(Data to process begins)

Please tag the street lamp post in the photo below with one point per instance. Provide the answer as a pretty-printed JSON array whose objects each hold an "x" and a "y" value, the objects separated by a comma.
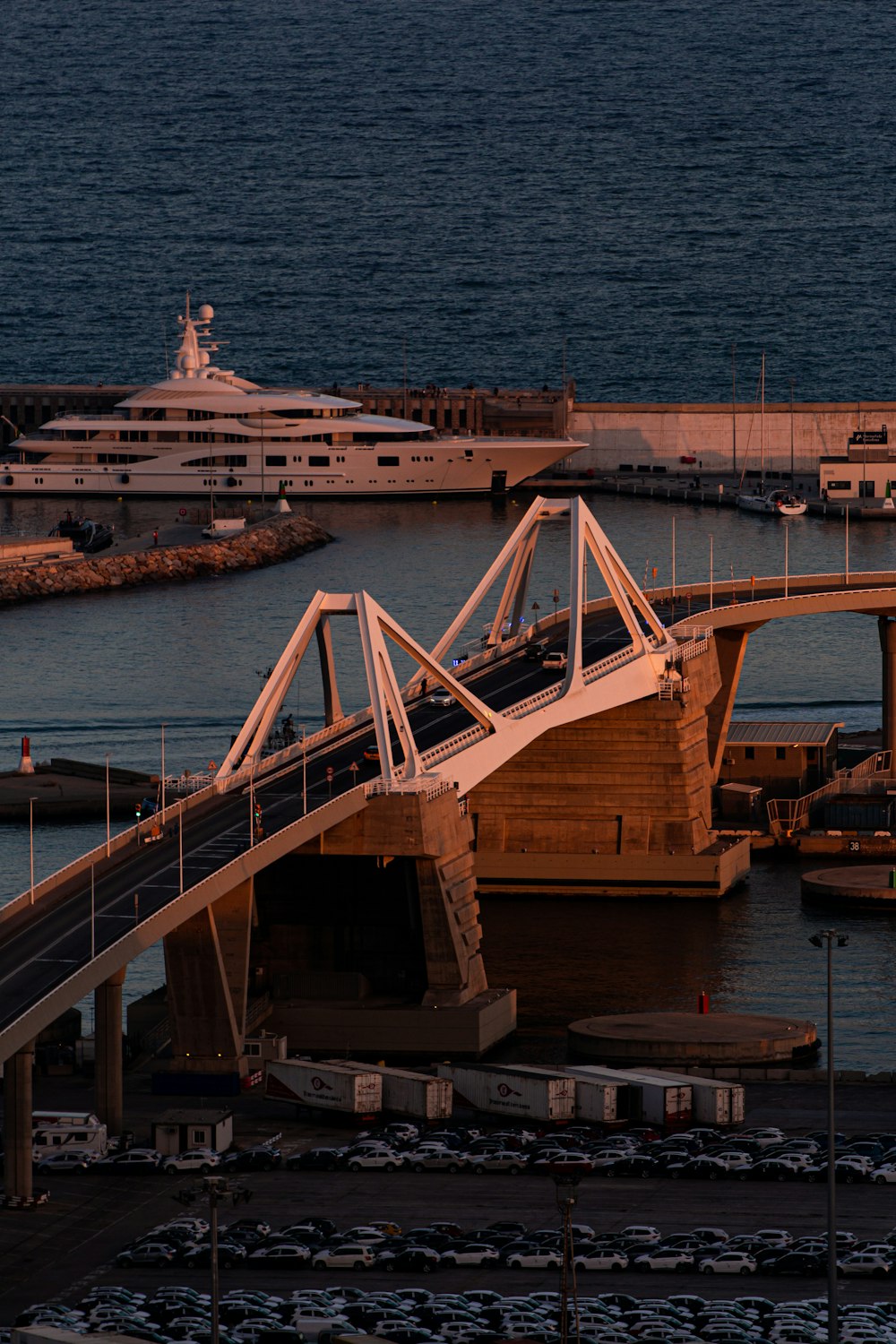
[
  {"x": 217, "y": 1188},
  {"x": 261, "y": 425},
  {"x": 565, "y": 1190},
  {"x": 163, "y": 771},
  {"x": 818, "y": 940},
  {"x": 711, "y": 569},
  {"x": 108, "y": 809},
  {"x": 31, "y": 803}
]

(Data to process ends)

--- What is required ---
Transcribe each entry above character for character, omitting pictures.

--- Result of this task ---
Please tag the street lamp post in the photo below with one point per instance. Provide the answer as a pretty-printed JSON array whose objects each hold an "x" and a "y" value, the objects separated by a comma.
[
  {"x": 217, "y": 1188},
  {"x": 261, "y": 425},
  {"x": 565, "y": 1190},
  {"x": 163, "y": 771},
  {"x": 818, "y": 940},
  {"x": 711, "y": 569},
  {"x": 108, "y": 809},
  {"x": 31, "y": 803}
]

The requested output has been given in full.